# [USING THE INFORMATION]
a) In the passage on Nicks's career from 2017 to 2019, who were the two musicians recruited to replace Lindsey Buckingham in Fleetwood Mac?
b) Reproduce word for word the part of the passage on Nicks's career that opens with the words containing "On July 9, 2017, Nicks" and closes with "a solo artist.".
BEGIN PROVIDED PASSAGE
On April 26, 2017, Pitchfork revealed that Nicks would be featured on a track from American singer Lana Del Rey's fifth studio album, Lust for Life, which was released on July 21, 2017. The song is titled "Beautiful People Beautiful Problems".

On July 9, 2017, Nicks performed at the British Summer Time festival in Hyde Park in London, supporting Tom Petty and the Heartbreakers. She later performed "Stop Draggin' My Heart Around" with Petty as part of the Heartbreakers' set, in what would turn out to be their final performance of the song together before Tom Petty's death in October 2017.

In April 2018, Lindsey Buckingham was fired from Fleetwood Mac, following disagreements with Nicks and Mick Fleetwood. Nicks helped recruit his replacements, Mike Campbell of Tom Petty and the Heartbreakers and Neil Finn of Crowded House. This reworked lineup embarked on a world tour entitled An Evening with Fleetwood Mac in 2018–2019.

In April 2019, Nicks was inducted into the Rock and Roll Hall of Fame. She became the first woman to be inducted twice, once as a member of Fleetwood Mac and once as a solo artist.
END PROVIDED PASSAGE
BEGIN MATERIAL PROVIDED
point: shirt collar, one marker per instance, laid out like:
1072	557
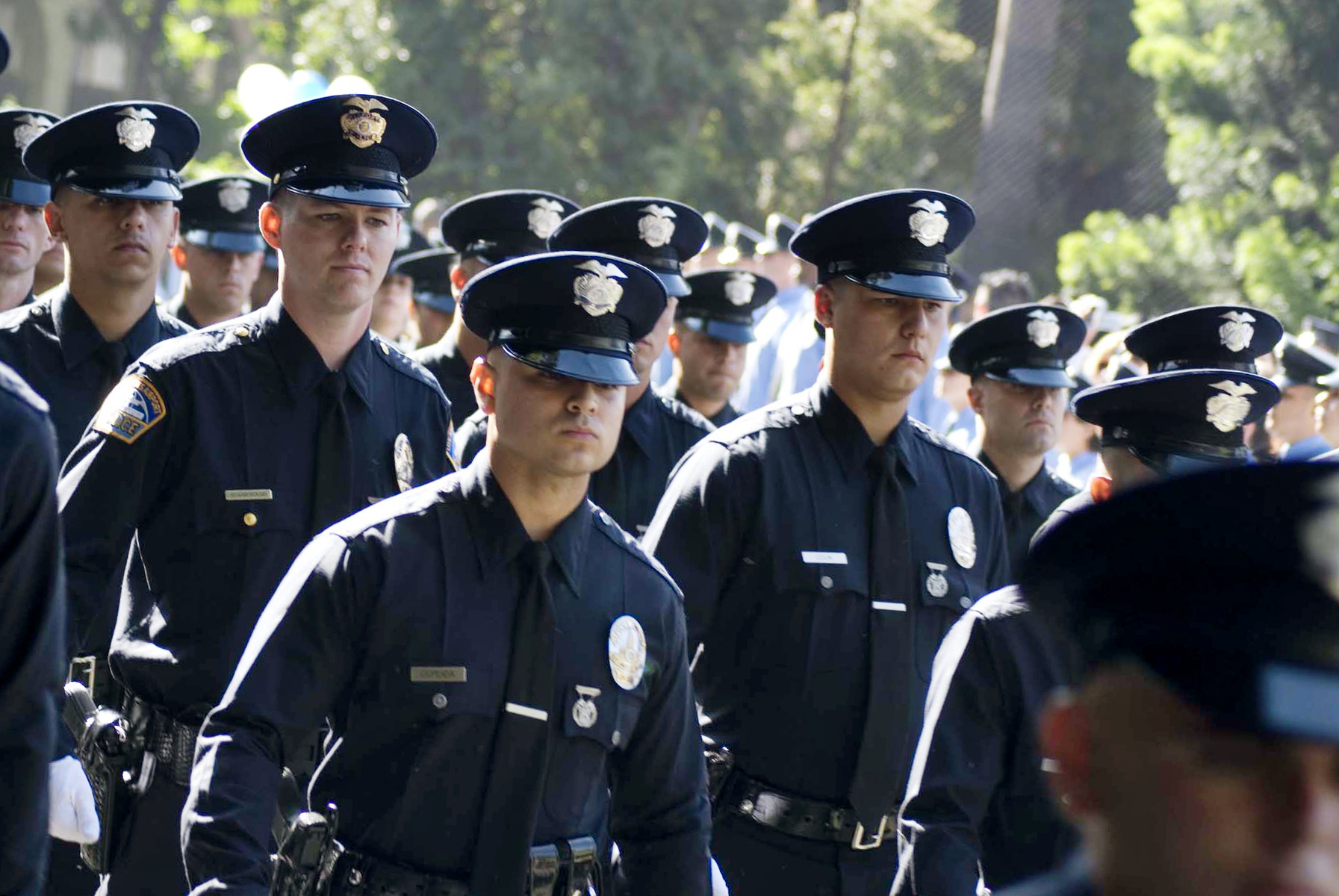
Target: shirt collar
79	337
500	536
302	366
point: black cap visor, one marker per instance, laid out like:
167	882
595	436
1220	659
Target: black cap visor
577	363
226	240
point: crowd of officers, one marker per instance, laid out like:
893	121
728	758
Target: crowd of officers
624	550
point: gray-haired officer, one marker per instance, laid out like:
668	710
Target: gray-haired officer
1021	390
1197	752
23	196
712	330
485	229
824	547
505	670
978	804
220	251
221	454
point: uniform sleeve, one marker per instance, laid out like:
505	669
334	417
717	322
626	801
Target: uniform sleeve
300	656
31	646
700	528
660	816
110	479
957	766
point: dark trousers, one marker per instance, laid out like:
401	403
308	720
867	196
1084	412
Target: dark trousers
761	862
149	860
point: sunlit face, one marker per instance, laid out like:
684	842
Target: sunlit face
557	425
711	369
1019	420
336	252
23	239
881	344
113	239
1180	805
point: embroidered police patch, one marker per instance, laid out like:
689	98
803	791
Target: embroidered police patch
133	408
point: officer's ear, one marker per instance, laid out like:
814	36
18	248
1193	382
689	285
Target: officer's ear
484	378
1066	740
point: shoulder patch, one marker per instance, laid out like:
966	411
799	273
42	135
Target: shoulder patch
133	408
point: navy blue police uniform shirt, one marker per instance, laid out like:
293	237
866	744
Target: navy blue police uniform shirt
1026	509
427	580
766	528
978	801
656	433
32	619
452	370
58	350
207	455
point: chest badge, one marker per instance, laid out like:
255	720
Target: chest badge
403	462
936	584
962	538
584	712
627	653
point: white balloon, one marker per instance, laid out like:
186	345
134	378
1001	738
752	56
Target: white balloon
349	84
263	89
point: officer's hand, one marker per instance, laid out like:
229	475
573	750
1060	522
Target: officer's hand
74	815
718	882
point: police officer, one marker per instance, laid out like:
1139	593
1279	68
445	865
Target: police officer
220	251
711	334
32	617
434	305
505	668
1293	422
1019	389
23	232
978	803
485	229
1197	753
219	455
824	547
114	180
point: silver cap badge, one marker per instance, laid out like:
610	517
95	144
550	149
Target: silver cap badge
597	292
135	129
544	217
627	653
30	128
1237	332
403	462
584	712
656	225
1043	329
962	538
233	196
739	288
1227	411
930	225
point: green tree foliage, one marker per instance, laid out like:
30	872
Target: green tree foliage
1246	93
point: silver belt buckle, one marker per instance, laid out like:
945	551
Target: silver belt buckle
859	841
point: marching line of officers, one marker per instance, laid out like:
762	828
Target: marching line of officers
547	609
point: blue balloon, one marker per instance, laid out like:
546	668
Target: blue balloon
307	84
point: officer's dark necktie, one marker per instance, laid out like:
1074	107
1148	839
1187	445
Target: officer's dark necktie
334	474
520	759
876	789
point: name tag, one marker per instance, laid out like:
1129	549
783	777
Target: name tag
827	558
453	674
248	494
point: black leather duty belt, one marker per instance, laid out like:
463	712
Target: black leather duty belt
801	818
568	867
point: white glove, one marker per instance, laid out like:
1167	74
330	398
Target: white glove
74	815
718	880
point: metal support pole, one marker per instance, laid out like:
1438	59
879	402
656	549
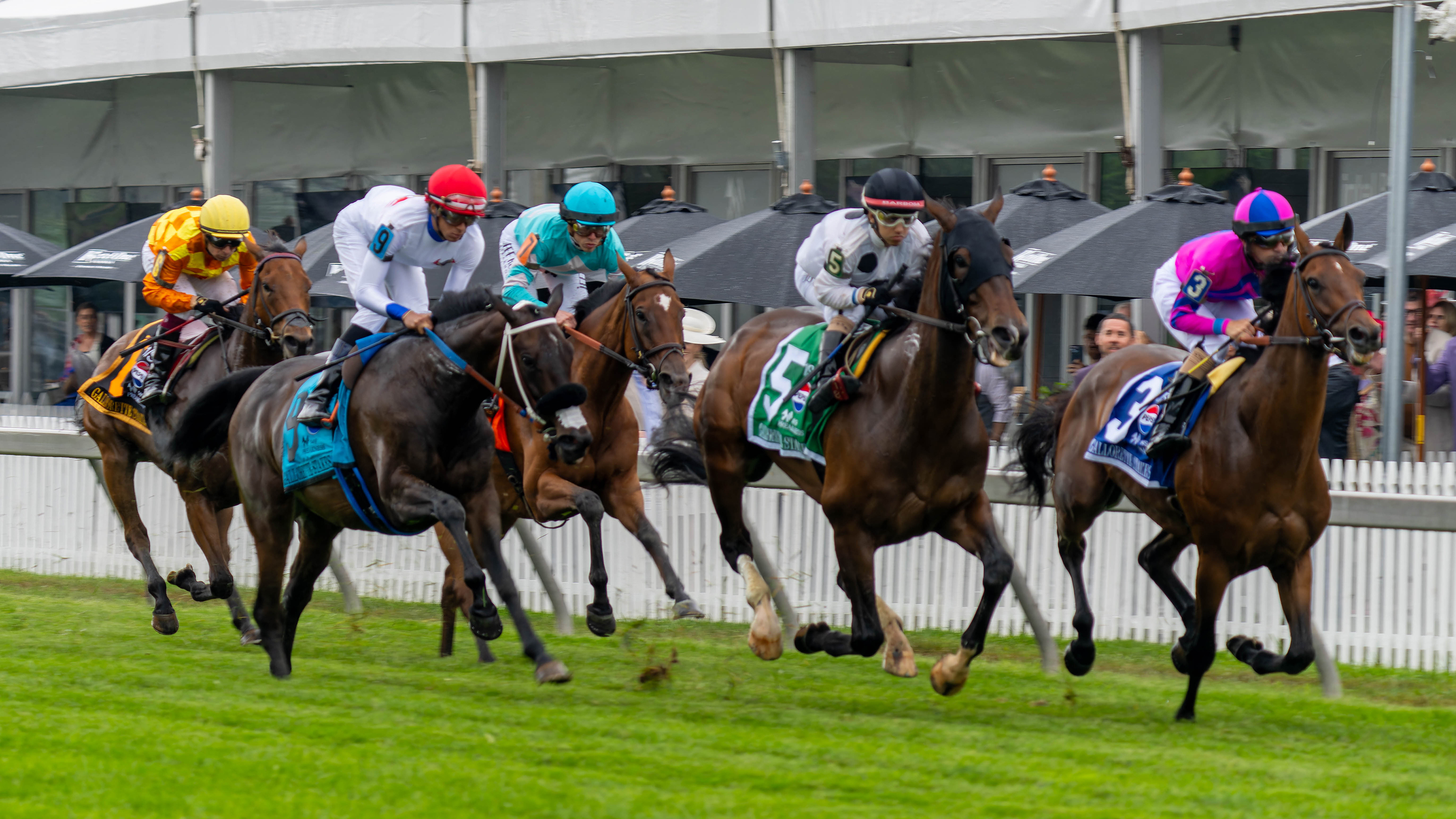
END MATERIAL PROVIDED
# [ANSWERS BELOW]
a) Mike Campbell of Tom Petty and the Heartbreakers and Neil Finn of Crowded House.

b)
On July 9, 2017, Nicks performed at the British Summer Time festival in Hyde Park in London, supporting Tom Petty and the Heartbreakers. She later performed "Stop Draggin' My Heart Around" with Petty as part of the Heartbreakers' set, in what would turn out to be their final performance of the song together before Tom Petty's death in October 2017.

In April 2018, Lindsey Buckingham was fired from Fleetwood Mac, following disagreements with Nicks and Mick Fleetwood. Nicks helped recruit his replacements, Mike Campbell of Tom Petty and the Heartbreakers and Neil Finn of Crowded House. This reworked lineup embarked on a world tour entitled An Evening with Fleetwood Mac in 2018–2019.

In April 2019, Nicks was inducted into the Rock and Roll Hall of Fame. She became the first woman to be inducted twice, once as a member of Fleetwood Mac and once as a solo artist.